■ **Tarefa escrita a**
Responda com base no texto sobre o lixo estrangeiro nas praias:
(i) Quais eram os itens mais comuns achados na praia do Segredo?
(ii) Quantos quilos de lixo plástico foram tirados das praias de Belmonte, e em quanto tempo?
(iii) Segundo o Banco Mundial, quantos dos 30 portos mais movimentados do mundo ficam na Ásia?

■ **Trecho do texto**
Espremida pelo Parque das Dunas, em Natal (RN), a praia do Segredo chama a atenção por sua beleza selvagem. Em uma caminhada de poucos minutos pela praia em dezembro, a reportagem da BBC News Brasil encontrou dezenas de embalagens de produtos fabricados em países como China, Indonésia, Cingapura, Emirados Árabes Unidos, Malásia e Coreia do Sul.
Os itens mais comuns eram garrafas de bebidas não alcoólicas, produtos de limpeza e recipientes de óleo de motor.
Quase
todas as embalagens eram de plástico, mas
também havia algumas de lata, como um removedor de tinta.
A
maioria dos itens foi produzida em anos recentes e tinha as embalagens quase
intactas.
Ladeada
por imensas dunas, a praia do Segredo fica em uma região central de Natal, mas
é menos frequentada do que outras praias mais urbanizadas da capital potiguar,
como a de Ponta Negra.
Em
alguns trechos, ela lembra uma praia deserta. No entardecer de uma terça-feira,
embalagens com cores vivas se destacavam na praia em meio à areia clara e à
vegetação de restinga.
Não
havia apenas itens asiáticos entre as embalagens — também foram achados
produtos fabricados no Brasil, nos Estados Unidos e em países africanos.
Mas,
entre as embalagens em melhor estado — e que permitiam a identificação de sua
origem —, as de produtos asiáticos eram a maioria, com folga.
Qual
a explicação?
Em
julho de 2024, um estudo feito pela empresa de celulose Verocel também detectou
uma grande quantidade de lixo estrangeiro em praias do município de Belmonte,
no sul da Bahia.
Na
ocasião, foram retirados 140 kg de lixo plástico das areias em cinco semanas.
"A
análise dos resíduos revelou uma predominância de garrafas plásticas
provenientes da Ásia", aponta o estudo.
Mas
como produtos fabricados em países do outro lado do mundo foram parar em praias
brasileiras?
Para
Alexander Turra, professor do Instituto Oceanográfico da Universidade de São
Paulo (USP) e especialista em poluição marinha, a hipótese mais provável é o
descarte de lixo por navios.
Segundo
o Banco Mundial, o transporte marítimo responde por cerca de 90% do comércio
global, e a Ásia abriga 20 dos 30 portos mais movimentados do mundo.
O
tráfego de navios entre o Brasil e a Ásia é intenso: o Brasil compra muitos
produtos industrializados de países asiáticos e vende uma grande quantidade de
matérias-primas.
"Esses
navios transportam pessoas, e essas pessoas consomem produtos que muitas vezes
são jogados no mar", diz Turra.
"E
aí vem tudo o que estava na embarcação e que foi comprado no porto de origem,
que pode ser em Singapura, Vietnã, China… onde for."
O
lixo costuma ser descartado perto dos portos onde os navios vão atracar e chega
às praias levado por correntes marítimas, diz o pesquisador.

■ **Tarefa escrita b**
Informe cada linha dos registros que tenha a palavra "skin".

Registros contidos em um conjunto de dados
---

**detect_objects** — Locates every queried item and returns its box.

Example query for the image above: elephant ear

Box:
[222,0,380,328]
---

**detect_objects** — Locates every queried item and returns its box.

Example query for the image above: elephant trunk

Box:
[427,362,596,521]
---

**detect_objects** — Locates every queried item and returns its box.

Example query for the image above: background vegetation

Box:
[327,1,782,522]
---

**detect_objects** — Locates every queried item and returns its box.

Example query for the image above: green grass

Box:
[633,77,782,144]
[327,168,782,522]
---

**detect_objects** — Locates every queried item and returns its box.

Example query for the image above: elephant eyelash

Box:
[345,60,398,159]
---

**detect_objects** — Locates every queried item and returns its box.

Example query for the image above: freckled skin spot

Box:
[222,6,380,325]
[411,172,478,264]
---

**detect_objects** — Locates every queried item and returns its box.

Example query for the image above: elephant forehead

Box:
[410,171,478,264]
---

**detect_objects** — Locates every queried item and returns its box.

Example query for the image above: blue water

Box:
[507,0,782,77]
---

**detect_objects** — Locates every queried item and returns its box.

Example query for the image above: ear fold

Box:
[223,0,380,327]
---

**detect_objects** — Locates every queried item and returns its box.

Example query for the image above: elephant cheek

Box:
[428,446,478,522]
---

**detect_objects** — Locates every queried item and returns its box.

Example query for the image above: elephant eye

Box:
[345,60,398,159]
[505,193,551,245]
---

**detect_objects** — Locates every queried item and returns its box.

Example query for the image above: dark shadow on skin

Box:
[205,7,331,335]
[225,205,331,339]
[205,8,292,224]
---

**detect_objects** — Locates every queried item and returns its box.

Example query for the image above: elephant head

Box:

■ **Resultado a**
(i) Garrafas de bebidas não alcoólicas, produtos de limpeza e recipientes de óleo de motor.
(ii) 140 kg, em cinco semanas.
(iii) 20.

■ **Resultado b**
Example query for the image above: freckled skin spot
Example query for the image above: dark shadow on skin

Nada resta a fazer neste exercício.